_Do this_
Render the listing below as a Markdown table with the columns "Row" and "Line," one numbered row per line and no blank lines. Leave the pictures out.

_Recorded information_
☆ ☆ ☆ ☆

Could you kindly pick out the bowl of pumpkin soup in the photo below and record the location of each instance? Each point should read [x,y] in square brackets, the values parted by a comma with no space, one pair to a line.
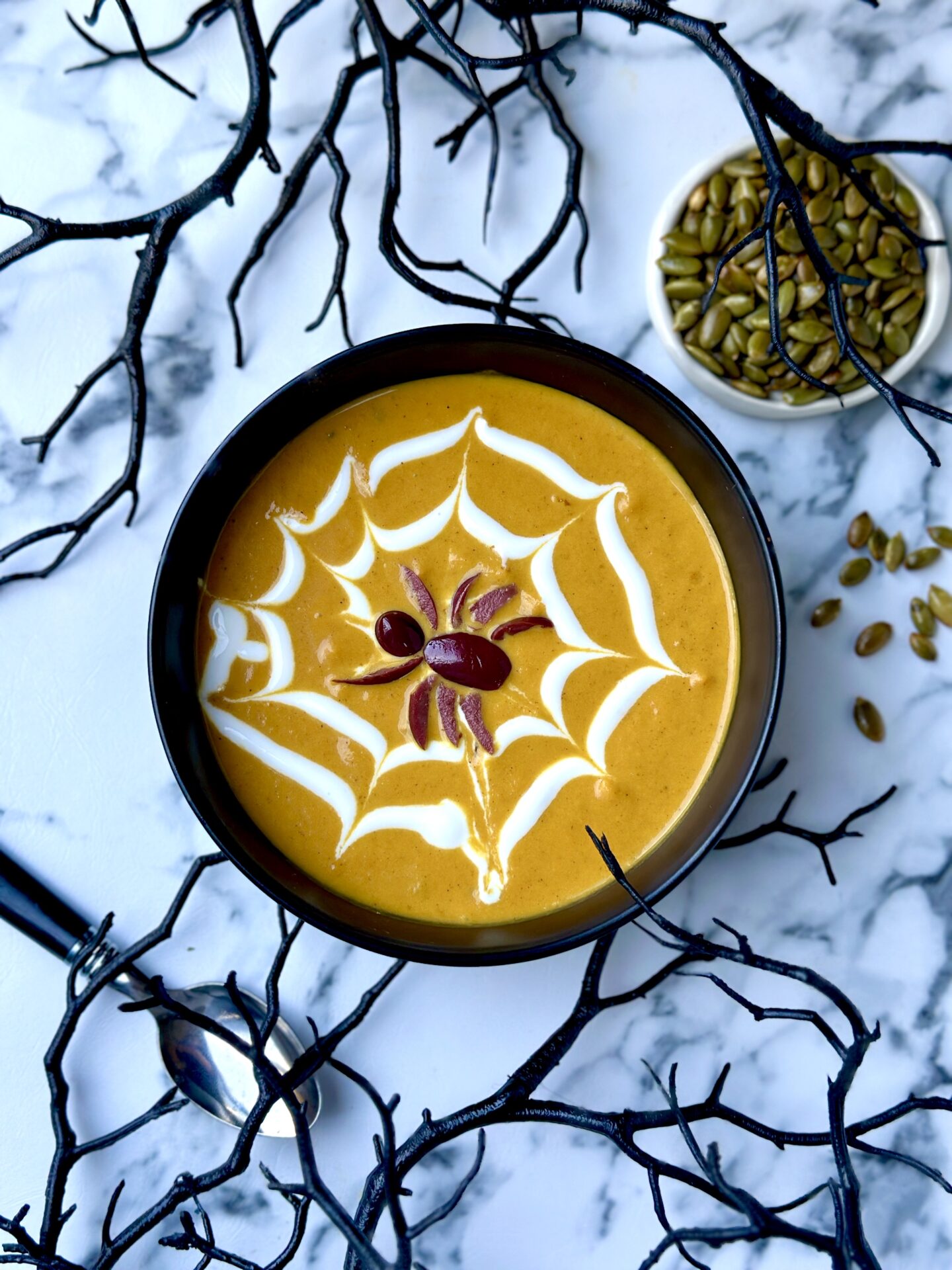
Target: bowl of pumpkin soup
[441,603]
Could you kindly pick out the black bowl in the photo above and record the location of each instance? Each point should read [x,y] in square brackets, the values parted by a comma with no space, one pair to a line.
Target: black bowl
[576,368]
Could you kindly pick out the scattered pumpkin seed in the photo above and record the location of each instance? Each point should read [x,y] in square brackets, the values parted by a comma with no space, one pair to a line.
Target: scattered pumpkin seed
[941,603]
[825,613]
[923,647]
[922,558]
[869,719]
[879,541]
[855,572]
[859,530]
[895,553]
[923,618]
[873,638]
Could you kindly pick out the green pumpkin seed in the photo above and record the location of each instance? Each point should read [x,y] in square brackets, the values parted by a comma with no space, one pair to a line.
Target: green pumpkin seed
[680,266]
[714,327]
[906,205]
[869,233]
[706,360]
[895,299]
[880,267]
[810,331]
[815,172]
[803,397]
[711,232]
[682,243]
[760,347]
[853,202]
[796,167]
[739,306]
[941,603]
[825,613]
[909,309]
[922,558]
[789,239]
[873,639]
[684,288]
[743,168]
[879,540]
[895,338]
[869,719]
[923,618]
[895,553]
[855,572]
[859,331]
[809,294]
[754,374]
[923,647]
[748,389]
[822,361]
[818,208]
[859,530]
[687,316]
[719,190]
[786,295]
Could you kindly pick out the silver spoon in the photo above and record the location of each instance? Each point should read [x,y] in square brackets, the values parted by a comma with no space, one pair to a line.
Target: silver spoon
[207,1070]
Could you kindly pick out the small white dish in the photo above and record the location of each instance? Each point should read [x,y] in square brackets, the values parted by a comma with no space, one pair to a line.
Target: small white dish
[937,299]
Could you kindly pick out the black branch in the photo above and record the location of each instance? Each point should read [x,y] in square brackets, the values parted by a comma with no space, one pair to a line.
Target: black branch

☆ ☆ ☆ ☆

_Output for this task_
| Row | Line |
|---|---|
| 1 | Could you kindly pick out the bowl of pumpkin soup in the photo below and record the location of each instance? Each point should read [x,y] in square brackets, the values parted by a comma with no space, one pair to a line. |
| 2 | Target: bowl of pumpkin soup |
| 3 | [441,603] |
| 4 | Could you kindly pick out the black bowl in the photo above and record the location of each instance? Each point should read [x,y] in square brackets, the values parted by a comma with no space, one pair to a line. |
| 5 | Target: black bowl |
| 6 | [576,368] |
| 7 | Could you kindly pick out the scattered pumpkin seed in the photo above and record the location of each instance? Each point should read [x,y] in square brackets, the values parted by a comma with no space, one pair to a line. |
| 8 | Target: scattered pumpkin seed |
| 9 | [941,603] |
| 10 | [825,613] |
| 11 | [923,647] |
| 12 | [922,558] |
| 13 | [869,719] |
| 14 | [879,541] |
| 15 | [855,572] |
| 16 | [859,530] |
| 17 | [895,553] |
| 18 | [923,618] |
| 19 | [873,638] |
| 20 | Could you kindly pick out the green pumpkin seed in the photo above and record the location of each instance? Each point should read [x,y] in square brackets, the values parted by a comma with no space, one pair to a line. |
| 21 | Target: green pumpkin seed |
| 22 | [680,266] |
| 23 | [714,327] |
| 24 | [906,205] |
| 25 | [869,233] |
| 26 | [706,360] |
| 27 | [895,299] |
| 28 | [880,267] |
| 29 | [810,331] |
| 30 | [815,172] |
| 31 | [803,397] |
| 32 | [711,232] |
| 33 | [682,243] |
| 34 | [760,347] |
| 35 | [853,202] |
| 36 | [796,167] |
| 37 | [739,306] |
| 38 | [941,603] |
| 39 | [825,613] |
| 40 | [909,309] |
| 41 | [922,558] |
| 42 | [789,239] |
| 43 | [873,639] |
| 44 | [684,288] |
| 45 | [743,168] |
| 46 | [879,540] |
| 47 | [895,338] |
| 48 | [869,719] |
| 49 | [923,618] |
| 50 | [895,553] |
| 51 | [855,572] |
| 52 | [859,331] |
| 53 | [809,294] |
| 54 | [754,374] |
| 55 | [923,647] |
| 56 | [748,389] |
| 57 | [822,361] |
| 58 | [818,208] |
| 59 | [859,530] |
| 60 | [687,316] |
| 61 | [719,190] |
| 62 | [786,295] |
| 63 | Could you kindly pick out the silver spoon in the photo above and record the location of each instance? Each point should read [x,y] in square brackets, the values parted by a comma with no space, one pair to a line. |
| 64 | Target: silver spoon |
| 65 | [207,1070] |
| 66 | Could you kindly pick out the small white dish in the photo above and record the location of each instance? Each point should read [x,y] in square brackets, the values parted by a comma with no space, one pair to a line. |
| 67 | Target: small white dish |
| 68 | [937,299] |
| 69 | Could you kindly pick out the black branch in the photo above and record the location of each instance? Each point should read [x,y] in square brackets, the values parted by a comma with no space, one pair to a line. |
| 70 | Target: black branch |